- **YOUR OBJECTIVE**:
Go through the listing below and count each line with the word "jacket" in it; return only the count.

- **MATERIAL SHOWN**:
•••••

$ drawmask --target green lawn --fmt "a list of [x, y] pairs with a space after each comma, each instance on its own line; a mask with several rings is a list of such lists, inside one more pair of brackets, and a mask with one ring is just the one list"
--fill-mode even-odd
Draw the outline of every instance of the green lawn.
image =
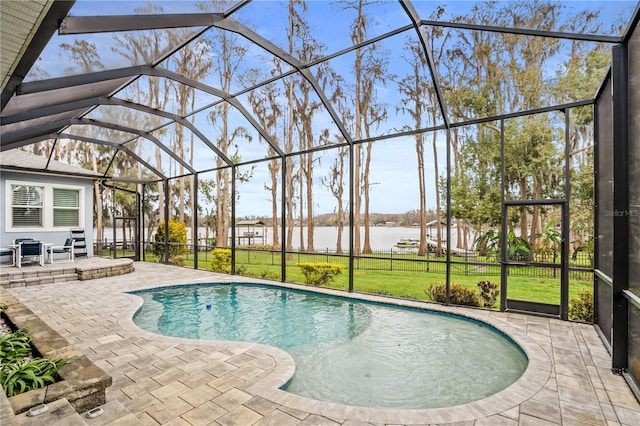
[[[246, 265], [247, 269], [243, 275], [265, 276], [265, 271], [272, 273], [273, 277], [280, 277], [280, 267], [265, 267], [255, 264]], [[269, 277], [267, 274], [266, 277]], [[411, 299], [428, 300], [425, 293], [431, 283], [445, 282], [445, 275], [440, 273], [427, 272], [403, 272], [403, 271], [354, 271], [354, 290], [363, 293], [384, 294], [397, 297], [408, 297]], [[465, 287], [477, 290], [479, 281], [491, 281], [500, 284], [499, 276], [477, 276], [452, 274], [451, 282], [462, 284]], [[304, 276], [296, 266], [287, 266], [287, 281], [304, 282]], [[509, 277], [508, 296], [510, 299], [536, 301], [544, 303], [560, 303], [560, 279], [552, 278], [527, 278]], [[347, 274], [340, 275], [331, 284], [332, 288], [346, 290], [349, 285]], [[593, 287], [591, 281], [570, 280], [570, 299], [578, 298], [583, 290], [590, 290]]]
[[[198, 256], [198, 268], [210, 268], [211, 255], [201, 252]], [[152, 256], [147, 255], [148, 261], [156, 261]], [[424, 261], [424, 258], [421, 258]], [[456, 259], [457, 260], [457, 259]], [[287, 281], [304, 283], [304, 275], [296, 266], [297, 262], [332, 262], [339, 263], [348, 267], [348, 257], [313, 255], [313, 254], [295, 254], [293, 259], [287, 263]], [[411, 299], [429, 300], [429, 296], [425, 290], [432, 283], [441, 283], [445, 281], [445, 265], [443, 263], [432, 263], [433, 268], [430, 270], [441, 270], [442, 272], [425, 272], [424, 262], [416, 263], [401, 259], [394, 259], [394, 270], [390, 270], [382, 263], [376, 263], [376, 266], [383, 265], [385, 269], [356, 269], [354, 271], [354, 290], [362, 293], [382, 294], [395, 297], [404, 297]], [[388, 261], [387, 261], [388, 262]], [[406, 269], [402, 270], [403, 263]], [[185, 266], [193, 267], [193, 254], [189, 254], [185, 258]], [[458, 265], [459, 266], [459, 265]], [[260, 278], [280, 279], [280, 255], [278, 253], [260, 252], [260, 251], [238, 251], [236, 255], [236, 268], [239, 268], [242, 275], [255, 276]], [[419, 268], [419, 270], [411, 270]], [[531, 268], [531, 267], [530, 267]], [[499, 275], [482, 275], [481, 272], [473, 274], [462, 273], [464, 266], [452, 268], [451, 282], [458, 283], [463, 286], [478, 290], [479, 281], [491, 281], [500, 284]], [[469, 268], [474, 271], [474, 268]], [[496, 269], [498, 270], [498, 269]], [[536, 272], [535, 268], [531, 268], [532, 273]], [[521, 268], [519, 275], [527, 275], [527, 269]], [[585, 276], [589, 276], [585, 274]], [[347, 273], [339, 275], [329, 286], [336, 289], [348, 289], [349, 277]], [[569, 282], [569, 299], [577, 299], [580, 292], [584, 290], [592, 290], [593, 282], [590, 279], [571, 279]], [[559, 271], [557, 278], [535, 278], [527, 276], [510, 276], [508, 278], [508, 297], [510, 299], [535, 301], [551, 304], [560, 303], [560, 278]], [[496, 303], [496, 307], [497, 304]]]

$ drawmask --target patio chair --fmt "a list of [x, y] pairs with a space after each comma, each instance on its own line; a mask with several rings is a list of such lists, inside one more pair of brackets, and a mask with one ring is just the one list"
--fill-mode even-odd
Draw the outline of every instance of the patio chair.
[[[15, 264], [15, 261], [13, 259], [13, 249], [5, 248], [5, 247], [0, 248], [0, 259], [5, 257], [5, 256], [9, 256], [10, 257], [11, 265]], [[2, 263], [4, 263], [4, 262], [2, 262]]]
[[15, 242], [18, 244], [18, 256], [16, 256], [18, 268], [22, 268], [22, 263], [25, 259], [28, 258], [33, 261], [36, 257], [40, 261], [40, 266], [44, 266], [42, 241], [35, 241], [32, 238], [18, 238]]
[[49, 262], [53, 263], [55, 254], [66, 254], [67, 260], [73, 262], [73, 242], [72, 238], [67, 238], [63, 246], [51, 246], [47, 247], [47, 254], [49, 255]]

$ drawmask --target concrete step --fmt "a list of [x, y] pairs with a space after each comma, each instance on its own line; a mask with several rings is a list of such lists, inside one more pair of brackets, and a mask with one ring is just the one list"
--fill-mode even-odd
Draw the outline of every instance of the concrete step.
[[78, 274], [64, 274], [64, 275], [49, 275], [46, 277], [32, 277], [32, 278], [16, 278], [11, 279], [5, 283], [2, 282], [2, 285], [8, 288], [15, 287], [28, 287], [32, 285], [41, 285], [41, 284], [51, 284], [51, 283], [62, 283], [67, 281], [78, 281]]
[[0, 390], [0, 425], [2, 426], [17, 426], [18, 421], [16, 415], [11, 408], [9, 398], [4, 393], [4, 390]]
[[143, 424], [115, 399], [101, 405], [99, 408], [102, 409], [102, 414], [92, 418], [87, 417], [87, 413], [91, 410], [78, 413], [66, 398], [49, 402], [46, 405], [47, 411], [35, 417], [30, 417], [28, 412], [12, 418], [3, 416], [2, 426], [5, 426], [5, 422], [6, 426], [103, 426], [112, 422], [127, 426], [142, 426]]
[[102, 408], [102, 414], [91, 419], [87, 418], [87, 412], [82, 413], [82, 418], [89, 426], [103, 426], [112, 424], [112, 422], [127, 426], [143, 424], [116, 399], [101, 405], [100, 408]]
[[40, 268], [40, 266], [30, 266], [4, 270], [0, 274], [0, 285], [4, 288], [14, 288], [78, 280], [75, 267]]
[[47, 411], [34, 417], [28, 411], [18, 414], [16, 421], [19, 426], [86, 426], [84, 418], [73, 409], [65, 398], [49, 402]]

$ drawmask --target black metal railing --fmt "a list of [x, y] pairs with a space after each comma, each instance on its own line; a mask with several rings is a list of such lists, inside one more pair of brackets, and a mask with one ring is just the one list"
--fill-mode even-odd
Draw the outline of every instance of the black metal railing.
[[[145, 244], [143, 260], [155, 260], [153, 255], [154, 245], [163, 243], [149, 242]], [[104, 244], [103, 244], [104, 246]], [[196, 252], [195, 246], [191, 244], [169, 243], [169, 247], [182, 246], [186, 250], [178, 250], [180, 257], [186, 266], [192, 265]], [[119, 252], [123, 254], [131, 250], [130, 245], [123, 245], [116, 242]], [[105, 249], [112, 248], [108, 245]], [[229, 247], [216, 247], [213, 245], [198, 245], [198, 267], [208, 269], [209, 263], [213, 260], [214, 249], [229, 249]], [[159, 252], [159, 251], [156, 251]], [[163, 251], [160, 251], [163, 252]], [[173, 250], [170, 249], [170, 252]], [[236, 247], [235, 262], [239, 265], [265, 265], [275, 266], [281, 264], [281, 251], [264, 248]], [[348, 266], [349, 254], [336, 253], [335, 251], [324, 249], [314, 252], [301, 250], [287, 250], [287, 262], [295, 265], [300, 262], [332, 262]], [[509, 265], [509, 275], [514, 277], [528, 278], [559, 278], [561, 265], [553, 259], [559, 258], [550, 254], [545, 259], [533, 259], [537, 262], [522, 262], [518, 265]], [[548, 263], [547, 263], [548, 262]], [[592, 280], [593, 269], [592, 259], [588, 253], [578, 253], [569, 261], [569, 275], [571, 279]], [[501, 264], [496, 261], [495, 256], [481, 256], [474, 252], [466, 252], [450, 256], [451, 273], [456, 275], [469, 276], [500, 276]], [[427, 253], [425, 256], [418, 256], [417, 252], [409, 250], [378, 250], [367, 254], [354, 255], [354, 270], [362, 271], [400, 271], [400, 272], [425, 272], [446, 274], [446, 256], [435, 256], [434, 253]]]

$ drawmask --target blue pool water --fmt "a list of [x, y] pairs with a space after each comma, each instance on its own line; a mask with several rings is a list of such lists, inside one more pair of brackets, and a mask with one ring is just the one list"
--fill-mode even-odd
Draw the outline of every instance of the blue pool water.
[[527, 367], [523, 351], [478, 321], [258, 285], [135, 292], [134, 322], [167, 336], [258, 342], [287, 351], [286, 390], [366, 407], [447, 407], [492, 395]]

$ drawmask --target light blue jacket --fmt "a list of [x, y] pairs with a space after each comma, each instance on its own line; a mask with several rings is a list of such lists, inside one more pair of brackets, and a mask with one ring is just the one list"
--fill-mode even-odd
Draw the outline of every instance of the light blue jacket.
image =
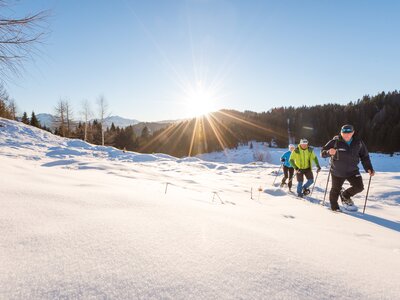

•••••

- **ANSWER TO THE EXERCISE**:
2